• **TASK DESCRIPTION**:
Reproduce every line of the data below word for word, in the same order and without changes.

=-=-=

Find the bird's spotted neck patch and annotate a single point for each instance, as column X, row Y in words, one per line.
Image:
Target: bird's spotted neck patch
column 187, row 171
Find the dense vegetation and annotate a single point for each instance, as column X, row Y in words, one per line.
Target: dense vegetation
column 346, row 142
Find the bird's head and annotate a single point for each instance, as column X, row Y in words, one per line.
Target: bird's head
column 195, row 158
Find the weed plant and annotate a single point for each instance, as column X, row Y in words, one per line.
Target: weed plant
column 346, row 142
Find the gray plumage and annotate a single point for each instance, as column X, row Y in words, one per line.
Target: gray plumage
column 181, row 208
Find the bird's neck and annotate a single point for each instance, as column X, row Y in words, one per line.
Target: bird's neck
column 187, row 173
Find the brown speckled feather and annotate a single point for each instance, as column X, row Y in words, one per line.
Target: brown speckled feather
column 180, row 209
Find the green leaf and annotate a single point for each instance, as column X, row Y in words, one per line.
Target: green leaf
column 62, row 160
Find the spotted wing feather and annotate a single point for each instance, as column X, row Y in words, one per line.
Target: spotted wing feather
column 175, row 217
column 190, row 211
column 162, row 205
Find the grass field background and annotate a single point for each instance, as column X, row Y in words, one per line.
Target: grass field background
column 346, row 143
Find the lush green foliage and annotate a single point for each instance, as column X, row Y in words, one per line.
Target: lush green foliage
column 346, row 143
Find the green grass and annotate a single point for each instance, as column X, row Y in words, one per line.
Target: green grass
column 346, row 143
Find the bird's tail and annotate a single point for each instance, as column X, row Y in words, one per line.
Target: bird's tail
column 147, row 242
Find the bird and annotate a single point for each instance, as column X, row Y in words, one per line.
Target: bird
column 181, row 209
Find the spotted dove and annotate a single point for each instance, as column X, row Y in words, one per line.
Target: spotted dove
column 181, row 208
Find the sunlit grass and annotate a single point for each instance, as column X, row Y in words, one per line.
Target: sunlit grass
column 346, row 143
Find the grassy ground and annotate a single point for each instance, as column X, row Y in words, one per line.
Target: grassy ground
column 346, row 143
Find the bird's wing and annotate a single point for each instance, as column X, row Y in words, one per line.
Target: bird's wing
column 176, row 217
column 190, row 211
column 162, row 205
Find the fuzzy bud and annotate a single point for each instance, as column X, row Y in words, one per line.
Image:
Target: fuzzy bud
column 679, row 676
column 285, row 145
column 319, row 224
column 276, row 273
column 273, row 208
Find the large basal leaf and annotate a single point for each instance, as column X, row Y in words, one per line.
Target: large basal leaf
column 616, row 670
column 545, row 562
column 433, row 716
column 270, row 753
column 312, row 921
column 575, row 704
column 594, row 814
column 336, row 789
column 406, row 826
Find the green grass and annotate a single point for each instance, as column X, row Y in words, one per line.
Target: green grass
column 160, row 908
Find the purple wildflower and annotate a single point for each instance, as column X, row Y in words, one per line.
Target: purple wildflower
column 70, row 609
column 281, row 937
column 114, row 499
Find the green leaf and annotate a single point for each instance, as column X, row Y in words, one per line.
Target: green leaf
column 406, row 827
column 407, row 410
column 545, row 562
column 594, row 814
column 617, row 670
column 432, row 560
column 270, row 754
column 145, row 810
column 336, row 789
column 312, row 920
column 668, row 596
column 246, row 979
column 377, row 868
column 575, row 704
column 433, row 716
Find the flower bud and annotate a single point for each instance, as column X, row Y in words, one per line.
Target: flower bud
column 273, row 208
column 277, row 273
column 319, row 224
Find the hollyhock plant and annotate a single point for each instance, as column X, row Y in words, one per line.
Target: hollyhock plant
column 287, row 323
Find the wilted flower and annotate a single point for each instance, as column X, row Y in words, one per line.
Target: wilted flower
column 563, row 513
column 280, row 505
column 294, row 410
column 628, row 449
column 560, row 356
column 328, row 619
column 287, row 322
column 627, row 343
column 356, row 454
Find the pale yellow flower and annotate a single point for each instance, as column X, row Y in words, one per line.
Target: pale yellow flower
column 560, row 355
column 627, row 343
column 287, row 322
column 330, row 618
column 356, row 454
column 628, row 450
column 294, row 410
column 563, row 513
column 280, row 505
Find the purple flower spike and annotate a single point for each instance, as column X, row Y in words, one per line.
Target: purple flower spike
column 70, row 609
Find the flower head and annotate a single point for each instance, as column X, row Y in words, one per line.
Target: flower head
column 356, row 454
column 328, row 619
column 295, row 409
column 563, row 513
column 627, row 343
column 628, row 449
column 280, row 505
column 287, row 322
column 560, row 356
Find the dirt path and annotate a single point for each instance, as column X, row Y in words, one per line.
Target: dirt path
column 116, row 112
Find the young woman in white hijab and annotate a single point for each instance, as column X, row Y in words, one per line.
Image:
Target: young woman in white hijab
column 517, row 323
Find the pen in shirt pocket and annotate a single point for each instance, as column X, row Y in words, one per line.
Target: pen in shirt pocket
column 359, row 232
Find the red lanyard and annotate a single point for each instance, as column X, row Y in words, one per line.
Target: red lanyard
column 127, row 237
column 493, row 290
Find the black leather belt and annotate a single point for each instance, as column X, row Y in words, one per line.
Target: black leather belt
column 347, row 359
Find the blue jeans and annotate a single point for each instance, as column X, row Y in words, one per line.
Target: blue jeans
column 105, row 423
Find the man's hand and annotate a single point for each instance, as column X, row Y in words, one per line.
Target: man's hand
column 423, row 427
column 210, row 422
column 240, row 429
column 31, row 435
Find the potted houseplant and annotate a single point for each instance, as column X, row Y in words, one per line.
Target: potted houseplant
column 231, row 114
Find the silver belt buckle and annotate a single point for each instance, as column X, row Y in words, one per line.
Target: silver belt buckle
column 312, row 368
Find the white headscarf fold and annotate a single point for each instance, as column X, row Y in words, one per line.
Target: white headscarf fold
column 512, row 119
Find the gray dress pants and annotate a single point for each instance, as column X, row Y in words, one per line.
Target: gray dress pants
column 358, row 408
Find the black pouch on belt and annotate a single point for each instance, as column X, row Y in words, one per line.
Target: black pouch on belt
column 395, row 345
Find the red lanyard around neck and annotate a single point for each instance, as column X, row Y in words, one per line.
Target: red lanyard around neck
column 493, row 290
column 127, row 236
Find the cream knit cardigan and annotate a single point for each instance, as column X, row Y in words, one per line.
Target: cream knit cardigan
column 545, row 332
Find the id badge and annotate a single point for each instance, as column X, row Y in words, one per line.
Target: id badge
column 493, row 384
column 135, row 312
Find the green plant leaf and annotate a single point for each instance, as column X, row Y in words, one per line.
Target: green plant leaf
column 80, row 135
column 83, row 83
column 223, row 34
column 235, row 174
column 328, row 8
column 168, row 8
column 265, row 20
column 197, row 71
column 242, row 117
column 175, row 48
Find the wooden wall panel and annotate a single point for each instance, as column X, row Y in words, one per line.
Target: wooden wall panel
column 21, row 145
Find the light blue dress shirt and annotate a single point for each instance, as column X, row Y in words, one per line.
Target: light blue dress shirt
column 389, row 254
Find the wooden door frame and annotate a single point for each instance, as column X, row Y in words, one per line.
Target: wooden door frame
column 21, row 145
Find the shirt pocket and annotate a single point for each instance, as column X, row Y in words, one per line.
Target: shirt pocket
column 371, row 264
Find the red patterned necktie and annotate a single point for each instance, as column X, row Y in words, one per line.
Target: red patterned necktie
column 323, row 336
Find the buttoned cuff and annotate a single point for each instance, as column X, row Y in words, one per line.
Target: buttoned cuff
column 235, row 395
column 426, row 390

=-=-=

• **ANSWER TO THE EXERCISE**:
Find the bird's spotted neck patch and annotate a single point for each instance, as column X, row Y in words, one per line.
Image:
Target: bird's spotted neck patch
column 187, row 171
Find the dense vegetation and annotate a single point for each instance, as column X, row Y in words, one per line.
Target: dense vegetation
column 346, row 142
Find the bird's head and annotate a single point for each instance, as column X, row Y in words, one per line.
Target: bird's head
column 195, row 158
Find the weed plant and annotate a single point for each instance, as column X, row Y in words, one per line.
Target: weed plant
column 346, row 142
Find the gray plumage and annotate a single point for each instance, as column X, row Y in words, one per line.
Target: gray plumage
column 181, row 208
Find the bird's neck and annotate a single point for each instance, as column X, row Y in words, one per line.
Target: bird's neck
column 187, row 173
Find the brown speckled feather and annotate a single point for each instance, as column X, row Y in words, one per line.
Target: brown speckled feather
column 180, row 209
Find the green leaf and annotate a single point for each instance, as column X, row Y in words, one per line.
Target: green leaf
column 62, row 160
Find the spotted wing feather and annotate a single point for each instance, as column X, row Y in words, one per line.
Target: spotted wing feather
column 175, row 217
column 190, row 211
column 162, row 205
Find the grass field background and annotate a single point for each instance, as column X, row Y in words, one per line.
Target: grass field background
column 346, row 143
Find the lush green foliage and annotate a single point for each instance, as column X, row Y in words, one per line.
Target: lush green foliage
column 346, row 143
Find the green grass and annotate a single point for each instance, as column X, row Y in words, one per line.
Target: green grass
column 346, row 143
Find the bird's tail and annotate a single point for each instance, as column X, row Y in words, one per line.
Target: bird's tail
column 147, row 242
Find the bird and annotate a single point for each instance, as column X, row Y in words, one per line.
Target: bird
column 181, row 209
Find the spotted dove and annotate a single point for each instance, as column X, row Y in words, one per line.
Target: spotted dove
column 181, row 208
Find the sunlit grass and annotate a single point for each instance, as column X, row Y in words, one per line.
Target: sunlit grass
column 346, row 143
Find the grassy ground and annotate a single point for each instance, as column X, row Y in words, one per line.
Target: grassy ground
column 346, row 143
Find the bird's wing and annotate a single point for each instance, as column X, row Y in words, one per line.
Target: bird's wing
column 176, row 217
column 190, row 211
column 162, row 205
Find the fuzzy bud and annotate a single point for each instance, as column X, row Y in words, one per line.
Image:
Target: fuzzy bud
column 679, row 676
column 285, row 145
column 319, row 224
column 276, row 273
column 273, row 208
Find the large basal leaf and annotate a single point for each instance, as column X, row Y in words, one per line.
Target: large basal leaf
column 616, row 670
column 545, row 562
column 433, row 716
column 270, row 753
column 312, row 921
column 575, row 704
column 594, row 814
column 336, row 789
column 406, row 826
Find the green grass and annotate a single point for each instance, as column X, row Y in words, one per line.
Target: green grass
column 160, row 908
Find the purple wildflower and annotate a single point for each instance, as column X, row Y in words, one per line.
Target: purple wildflower
column 70, row 609
column 281, row 937
column 114, row 499
Find the green leaf and annotate a single point for each instance, as column X, row Y in words, one per line.
Target: green leaf
column 406, row 827
column 407, row 410
column 545, row 562
column 594, row 814
column 617, row 670
column 432, row 560
column 270, row 754
column 145, row 810
column 336, row 789
column 312, row 920
column 668, row 596
column 246, row 979
column 377, row 868
column 575, row 704
column 433, row 716
Find the flower bud and annotate a single point for each instance, as column X, row Y in words, one per line.
Target: flower bud
column 273, row 208
column 277, row 273
column 319, row 224
Find the hollyhock plant and annotate a single point for each instance, as column X, row Y in words, one per line.
Target: hollyhock plant
column 287, row 323
Find the wilted flower and annotate a single point for each instance, as column X, row Y in words, one per line.
Target: wilted flower
column 563, row 513
column 280, row 505
column 294, row 410
column 628, row 449
column 560, row 356
column 328, row 619
column 287, row 322
column 627, row 343
column 356, row 454
Find the pale yellow flower and annotate a single point for each instance, as column X, row Y in words, one per line.
Target: pale yellow flower
column 560, row 355
column 627, row 343
column 287, row 322
column 330, row 618
column 356, row 454
column 628, row 450
column 294, row 410
column 563, row 513
column 280, row 505
Find the purple flower spike and annotate a single point for each instance, as column X, row Y in words, one per line.
Target: purple flower spike
column 70, row 609
Find the flower head and annotate a single point for each instance, as column X, row Y in words, one per line.
Target: flower head
column 356, row 454
column 328, row 619
column 295, row 409
column 563, row 513
column 627, row 343
column 628, row 449
column 280, row 505
column 287, row 322
column 560, row 356
Find the dirt path and annotate a single point for each instance, as column X, row Y in words, one per line.
Target: dirt path
column 116, row 112
Find the young woman in white hijab and annotate a single point for each instance, as column X, row Y in words, one per line.
Image:
Target: young woman in white hijab
column 517, row 323
Find the pen in shirt pocket and annotate a single point for each instance, as column X, row Y in words, one per line.
Target: pen in shirt pocket
column 359, row 232
Find the red lanyard and annotate a single point for each instance, as column X, row Y in words, one per line.
Target: red lanyard
column 127, row 237
column 493, row 290
Find the black leather belt and annotate a single point for each instance, as column X, row Y in words, one per line.
Target: black leather belt
column 347, row 359
Find the blue jeans and annotate a single point for each instance, as column X, row Y in words, one per line.
Target: blue jeans
column 105, row 423
Find the man's hand and annotate a single point for each instance, as column X, row Y in words, one per line.
Target: man's hand
column 423, row 427
column 210, row 422
column 240, row 429
column 31, row 435
Find the potted houseplant and annotate a single point for each instance, as column X, row Y in words, one per line.
Target: potted houseplant
column 231, row 114
Find the silver belt buckle and annotate a single point for each instance, as column X, row Y in words, one per line.
Target: silver belt buckle
column 312, row 368
Find the white headscarf fold and annotate a single point for each instance, as column X, row Y in words, one per line.
Target: white headscarf fold
column 512, row 119
Find the gray dress pants and annotate a single point for each instance, as column X, row Y in words, one per line.
Target: gray dress pants
column 358, row 408
Find the black pouch on belt and annotate a single point for each instance, as column X, row Y in words, one per line.
Target: black pouch on belt
column 395, row 345
Find the red lanyard around neck and annotate a single point for each instance, as column X, row Y in words, one per line.
Target: red lanyard around neck
column 493, row 290
column 127, row 236
Find the cream knit cardigan and annotate a single point for each instance, as column X, row Y in words, one per line.
Target: cream knit cardigan
column 545, row 332
Find the id badge and annotate a single point for each instance, as column X, row Y in words, one per line.
Target: id badge
column 493, row 384
column 135, row 312
Find the green plant leaf and annotate a single point for each instance, as column X, row Y in words, one per line.
Target: green plant leaf
column 80, row 135
column 83, row 83
column 223, row 34
column 235, row 174
column 328, row 8
column 168, row 8
column 265, row 20
column 197, row 71
column 242, row 117
column 175, row 48
Find the wooden wall panel and annotate a single point for each instance, as column X, row Y in words, one per line.
Target: wooden wall panel
column 21, row 145
Find the light blue dress shirt and annotate a single point for each instance, as column X, row Y in words, one per line.
Target: light blue dress shirt
column 389, row 254
Find the wooden door frame and annotate a single point for each instance, as column X, row Y in words, one per line.
Target: wooden door frame
column 21, row 145
Find the shirt pocket and annotate a single point for each instance, as column X, row Y in words, one per line.
Target: shirt pocket
column 371, row 264
Find the red patterned necktie and annotate a single point for each instance, as column X, row Y in words, one per line.
Target: red patterned necktie
column 323, row 336
Find the buttoned cuff and annotate a single point for each instance, as column X, row Y in words, one per line.
Target: buttoned cuff
column 235, row 395
column 426, row 390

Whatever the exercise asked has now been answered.